(Source passage)
Obtaining and Using the Title “Gamer”
I’ve been chewing on this post since the Calgary Expo back in April and hadn’t gotten around to writing it down because…um… was April really over 3 months ago? Time just goes by so fast. Feels like the Expo was yesterday.
There’s something I’ve observed a lot in my time hanging around other gamers: a certain behaviour. A behaviour you see from gamers, from game-related marketers, and, shamefully, occasionally from myself. Maybe a tad more than occasionally, even.
The notion of what makes someone A Gamer.
Who is allowed to call themselves A Gamer?
My mother thinks video games make you stupid and lazy. But she plays an embarrassing amount of Mahjong on the computer. Is she A Gamer in spite of herself?
What about those who play Farmville, and only Farmville? Are they Gamers? They are playing a game! What if they were playing Farmville, and only Farmville, for several hours every day? Would that make them more of A Gamer?
Or perhaps being A Gamer has more to do with your past than your present. Can you be A Gamer if your parents didn’t allow you to spend time in front of a screen as a child? Can you still be A Gamer if your first game was World of Warcraft? Or what if it was even more recent? What if the very first game you played was SWTOR? Can you still call yourself A Gamer?
(End Source passage)
(Data segment)
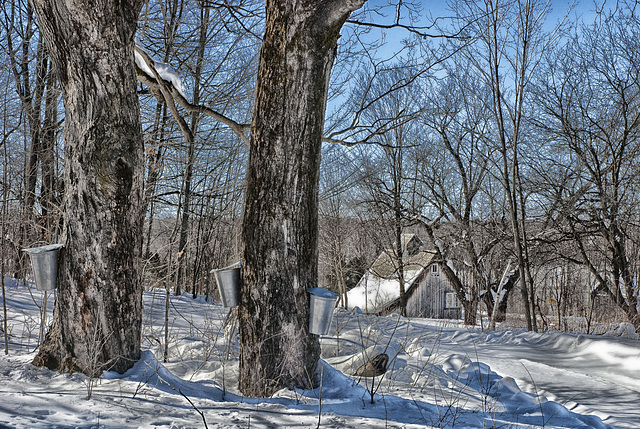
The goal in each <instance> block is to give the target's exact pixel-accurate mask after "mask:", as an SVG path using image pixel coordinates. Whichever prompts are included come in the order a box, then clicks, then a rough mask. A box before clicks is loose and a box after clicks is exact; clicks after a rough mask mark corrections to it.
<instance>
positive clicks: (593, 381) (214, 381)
mask: <svg viewBox="0 0 640 429" xmlns="http://www.w3.org/2000/svg"><path fill="white" fill-rule="evenodd" d="M32 296H33V298H32ZM7 297H8V301H7V306H8V311H9V319H8V320H9V325H10V328H9V333H10V344H9V355H8V356H6V355H5V354H4V343H3V344H2V345H3V347H2V352H1V354H0V356H1V357H0V427H2V428H4V427H15V428H53V427H65V428H66V427H81V428H90V427H95V428H98V427H105V428H134V427H141V428H154V427H157V428H160V427H162V428H182V427H189V428H190V427H209V428H213V427H228V428H235V427H238V428H267V427H269V428H270V427H299V428H314V427H317V426H318V424H319V425H320V427H323V428H344V427H354V428H355V427H358V428H360V427H380V428H382V427H392V428H397V427H406V428H418V427H419V428H425V427H443V428H534V427H535V428H538V427H544V428H609V427H612V428H638V427H640V343H639V342H638V340H637V339H634V338H628V337H626V338H623V337H615V336H599V337H595V336H584V335H568V334H561V333H547V334H535V333H529V332H525V331H519V330H518V331H516V330H499V331H497V332H483V331H481V330H480V329H476V330H470V329H467V328H465V327H463V326H459V325H456V324H452V323H451V322H443V321H437V320H429V319H419V320H418V319H411V320H407V319H404V318H399V317H397V316H388V317H372V316H366V315H362V314H357V313H355V312H347V311H345V310H336V312H335V314H334V321H333V327H332V331H331V332H332V333H331V334H330V335H329V336H327V337H323V338H322V340H321V341H322V361H321V365H320V366H319V374H320V376H321V380H322V382H321V387H319V388H318V389H315V390H313V391H289V390H282V391H280V392H278V393H277V394H276V395H274V396H273V397H272V398H268V399H255V398H247V397H243V396H242V395H241V393H240V392H239V391H238V390H237V369H238V342H237V328H236V327H235V325H234V323H233V320H232V318H228V317H227V316H228V315H227V311H226V310H225V309H224V308H223V307H222V306H221V305H219V304H209V303H205V302H203V301H202V300H201V299H196V300H194V299H192V298H191V297H190V296H188V295H183V296H181V297H172V298H171V314H170V317H169V325H170V332H169V356H168V362H166V363H164V362H163V350H164V328H163V323H164V300H165V297H164V291H161V290H154V291H151V292H148V293H146V294H145V297H144V302H145V318H144V322H145V331H144V338H143V348H144V352H143V357H142V359H141V360H140V361H139V362H138V363H137V364H136V365H135V366H134V367H133V368H132V369H131V370H129V371H128V372H127V373H126V374H124V375H119V374H116V373H105V374H104V375H103V376H102V378H101V379H100V380H95V381H96V384H95V385H92V380H90V379H88V378H87V377H86V376H84V375H82V374H71V375H70V374H59V373H56V372H52V371H49V370H47V369H43V368H36V367H34V366H32V365H30V361H31V359H32V358H33V356H34V353H35V350H36V348H37V342H38V327H39V319H40V315H39V310H38V307H37V305H40V304H41V300H42V293H41V292H37V291H35V290H34V289H31V290H30V289H27V288H25V287H23V286H20V287H16V285H15V284H12V285H11V287H9V288H8V289H7ZM36 304H37V305H36ZM52 307H53V300H51V301H49V305H48V308H49V309H51V308H52ZM49 317H50V316H49ZM225 322H227V323H225ZM382 352H385V353H387V354H388V355H389V356H390V361H389V370H388V372H387V373H386V374H385V375H384V376H383V377H378V378H375V379H373V380H372V379H371V378H358V377H354V376H352V375H351V374H353V372H355V369H357V367H358V366H359V365H360V364H361V363H362V362H363V361H364V360H365V357H364V356H365V355H366V356H372V355H374V354H376V353H382ZM90 388H92V389H93V390H92V396H91V399H87V396H88V392H89V389H90ZM372 401H373V402H372Z"/></svg>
(End Data segment)
Questions on the material =
(A) Answer these questions using the post about who counts as a gamer, which appears before the data.
(i) Since what event has the writer been thinking about this post?
(ii) What game does the writer's mother play on the computer?
(iii) Which game is offered as an example of the very first game someone might have played?
(B) Print the part of the post about who counts as a gamer from "What about those" up to and including "of A Gamer?".
(C) Write what follows in the post about who counts as a gamer, picking up right after its final sentence.

Answers to this exercise =
(A)
(i) The Calgary Expo in April.
(ii) Mahjong.
(iii) SWTOR.

(B)
What about those who play Farmville, and only Farmville? Are they Gamers? They are playing a game! What if they were playing Farmville, and only Farmville, for several hours every day? Would that make them more of A Gamer?

(C)
Maybe video gaming doesn’t cut it either. Maybe you need to play at least two TYPES of games. Can you be A Gamer if the only kind of game you play is screen-based? Or do you need to be playing video games and, say, Magic, to earn the Gamer title?
A Theory on Gaming Elitism
The notion of “elitism“, as we call it on the internet, isn’t unique to gaming.
Back when I did a lot of freestyle downhill skiing, the “I’m more of a skiier because my skis/goggles/edges are better than yours!” or “I skied out West so I’m better than you!” attitudes turned me off hanging out with other skiers. I’ve seen similar attitudes in the outdoorsmanship community too. My parents even have a friend who’s elitist about football fandom. According to him, you’re not truly football fan-ing if you’re not watching the game a certain way, with certain foods, in certain places.
So what’s up with the weird attitudes?
Well, in the skiing world, when you’re part of organized competition, you’ve got medals, awards and race histories to brag about. Success is measured and the hierarchy is easy to establish. Those of us who weren’t classified by external forces (no matter how much I begged my mother, she refused to spend tons of money to become my personal chauffeur, so competitive skiing was a no-go for me… to this day that feud still stirs up hard feelings) had to find different ways to prove ourselves. Those ways became knowledge of brands, became the level of gear we were willing to pay for, became the ski centers we frequented, became which teaching/coaching certifications we aimed for.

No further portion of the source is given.